>> begin
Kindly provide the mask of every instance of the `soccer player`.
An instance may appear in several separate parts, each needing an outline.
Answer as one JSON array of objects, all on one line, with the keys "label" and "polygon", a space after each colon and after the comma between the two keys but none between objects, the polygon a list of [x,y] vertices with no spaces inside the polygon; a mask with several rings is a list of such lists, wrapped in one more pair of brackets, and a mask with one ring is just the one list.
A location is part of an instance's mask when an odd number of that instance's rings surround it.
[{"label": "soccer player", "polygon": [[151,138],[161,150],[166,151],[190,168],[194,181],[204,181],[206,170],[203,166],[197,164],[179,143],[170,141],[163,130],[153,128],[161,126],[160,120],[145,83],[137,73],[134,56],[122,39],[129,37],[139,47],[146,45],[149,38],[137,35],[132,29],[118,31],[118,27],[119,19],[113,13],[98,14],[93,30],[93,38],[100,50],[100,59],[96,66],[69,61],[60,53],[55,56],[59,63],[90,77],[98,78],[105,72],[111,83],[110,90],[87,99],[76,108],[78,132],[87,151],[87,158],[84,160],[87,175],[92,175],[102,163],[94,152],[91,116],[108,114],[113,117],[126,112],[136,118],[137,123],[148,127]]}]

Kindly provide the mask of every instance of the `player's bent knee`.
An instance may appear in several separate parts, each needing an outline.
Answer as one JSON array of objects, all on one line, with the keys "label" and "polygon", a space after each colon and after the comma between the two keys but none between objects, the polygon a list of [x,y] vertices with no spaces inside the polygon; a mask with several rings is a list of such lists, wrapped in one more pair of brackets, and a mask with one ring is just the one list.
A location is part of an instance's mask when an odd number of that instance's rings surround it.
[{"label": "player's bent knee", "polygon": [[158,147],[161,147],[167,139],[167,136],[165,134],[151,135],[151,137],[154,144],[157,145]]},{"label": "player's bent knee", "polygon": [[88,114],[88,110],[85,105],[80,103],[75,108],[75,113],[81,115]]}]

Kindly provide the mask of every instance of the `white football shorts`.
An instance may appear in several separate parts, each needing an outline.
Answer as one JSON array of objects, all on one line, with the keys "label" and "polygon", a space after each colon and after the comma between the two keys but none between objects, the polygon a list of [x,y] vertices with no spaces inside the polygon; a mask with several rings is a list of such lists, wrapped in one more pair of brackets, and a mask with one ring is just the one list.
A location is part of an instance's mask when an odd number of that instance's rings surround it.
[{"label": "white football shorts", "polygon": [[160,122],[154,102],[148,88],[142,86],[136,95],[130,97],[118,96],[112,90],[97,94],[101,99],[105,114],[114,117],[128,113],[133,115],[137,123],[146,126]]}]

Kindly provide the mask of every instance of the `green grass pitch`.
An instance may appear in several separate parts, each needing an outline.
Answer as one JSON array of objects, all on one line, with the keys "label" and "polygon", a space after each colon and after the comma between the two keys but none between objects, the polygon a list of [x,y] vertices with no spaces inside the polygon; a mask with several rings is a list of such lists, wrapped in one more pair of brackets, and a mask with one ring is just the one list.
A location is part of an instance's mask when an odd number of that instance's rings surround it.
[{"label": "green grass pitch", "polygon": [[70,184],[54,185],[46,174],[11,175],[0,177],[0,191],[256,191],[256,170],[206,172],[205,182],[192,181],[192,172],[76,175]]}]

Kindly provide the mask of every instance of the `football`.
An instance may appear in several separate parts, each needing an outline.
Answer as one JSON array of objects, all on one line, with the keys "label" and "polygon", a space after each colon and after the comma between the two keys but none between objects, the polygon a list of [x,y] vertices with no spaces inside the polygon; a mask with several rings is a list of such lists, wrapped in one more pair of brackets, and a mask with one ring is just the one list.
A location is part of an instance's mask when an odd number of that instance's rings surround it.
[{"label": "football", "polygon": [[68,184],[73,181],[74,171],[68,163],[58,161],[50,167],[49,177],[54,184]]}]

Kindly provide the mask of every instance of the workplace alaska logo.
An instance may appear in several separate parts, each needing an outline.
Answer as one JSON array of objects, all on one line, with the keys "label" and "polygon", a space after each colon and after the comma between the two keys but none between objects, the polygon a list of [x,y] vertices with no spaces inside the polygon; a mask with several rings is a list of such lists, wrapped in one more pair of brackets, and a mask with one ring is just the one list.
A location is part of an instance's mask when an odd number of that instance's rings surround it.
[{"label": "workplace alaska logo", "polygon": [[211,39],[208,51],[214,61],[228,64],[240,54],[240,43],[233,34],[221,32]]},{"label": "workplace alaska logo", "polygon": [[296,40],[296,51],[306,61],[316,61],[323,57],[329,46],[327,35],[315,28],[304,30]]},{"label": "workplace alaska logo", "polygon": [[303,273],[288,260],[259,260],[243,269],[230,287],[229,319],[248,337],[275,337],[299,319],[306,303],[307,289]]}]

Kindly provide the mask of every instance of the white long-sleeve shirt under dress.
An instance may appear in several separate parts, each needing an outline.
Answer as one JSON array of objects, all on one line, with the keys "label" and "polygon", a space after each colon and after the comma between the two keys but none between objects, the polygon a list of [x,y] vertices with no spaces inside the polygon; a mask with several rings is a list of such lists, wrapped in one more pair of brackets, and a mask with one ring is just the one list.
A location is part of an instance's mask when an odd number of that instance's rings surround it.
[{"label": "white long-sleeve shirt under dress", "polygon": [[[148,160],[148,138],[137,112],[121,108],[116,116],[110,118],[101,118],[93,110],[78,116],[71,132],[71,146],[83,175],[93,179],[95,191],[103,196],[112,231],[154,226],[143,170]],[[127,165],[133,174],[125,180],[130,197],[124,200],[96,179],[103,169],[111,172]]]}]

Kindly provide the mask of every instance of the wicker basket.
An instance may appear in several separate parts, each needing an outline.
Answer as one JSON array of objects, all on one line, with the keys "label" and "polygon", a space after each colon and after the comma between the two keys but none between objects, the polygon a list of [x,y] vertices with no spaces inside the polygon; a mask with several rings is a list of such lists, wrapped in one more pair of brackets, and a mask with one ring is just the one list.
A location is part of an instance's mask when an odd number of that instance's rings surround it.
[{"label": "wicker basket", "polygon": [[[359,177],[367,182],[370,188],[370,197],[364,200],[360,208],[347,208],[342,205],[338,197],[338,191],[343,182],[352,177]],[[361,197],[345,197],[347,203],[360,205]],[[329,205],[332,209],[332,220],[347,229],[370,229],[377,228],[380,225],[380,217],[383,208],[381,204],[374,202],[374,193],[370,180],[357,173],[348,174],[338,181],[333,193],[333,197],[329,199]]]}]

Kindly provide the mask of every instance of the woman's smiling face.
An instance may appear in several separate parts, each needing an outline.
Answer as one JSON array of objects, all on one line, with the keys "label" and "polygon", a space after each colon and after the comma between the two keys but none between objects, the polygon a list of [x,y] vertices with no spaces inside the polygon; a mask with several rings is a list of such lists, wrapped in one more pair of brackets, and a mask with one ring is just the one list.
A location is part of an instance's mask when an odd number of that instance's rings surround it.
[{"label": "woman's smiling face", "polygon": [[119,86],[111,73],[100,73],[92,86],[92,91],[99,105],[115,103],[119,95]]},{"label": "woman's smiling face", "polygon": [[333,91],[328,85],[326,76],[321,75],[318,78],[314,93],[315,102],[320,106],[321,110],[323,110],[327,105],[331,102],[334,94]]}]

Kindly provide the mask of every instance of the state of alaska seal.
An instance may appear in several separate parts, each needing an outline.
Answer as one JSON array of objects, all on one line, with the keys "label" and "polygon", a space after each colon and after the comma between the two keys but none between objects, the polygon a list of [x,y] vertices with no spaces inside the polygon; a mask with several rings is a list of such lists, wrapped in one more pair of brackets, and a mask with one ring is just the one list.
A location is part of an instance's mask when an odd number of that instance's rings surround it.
>> end
Repeat only the lines from the one holding "Kindly provide the mask of every instance of the state" through the last line of the data.

→ Correct result
Kindly provide the mask of every instance of the state of alaska seal.
An instance may appear in several separate parts, each needing an outline.
Answer as one JSON array of objects, all on one line, with the keys "label" and "polygon", a space after each colon and after the comma between the two keys but none between objects, the polygon a list of [x,y] vertices with no spaces inside the polygon; a mask with several rings is a list of such lists, wrapped in one more pair of brackets, and a mask with one ring is just the one list.
A location is part of an instance's mask when an odd number of that instance's rings surround it.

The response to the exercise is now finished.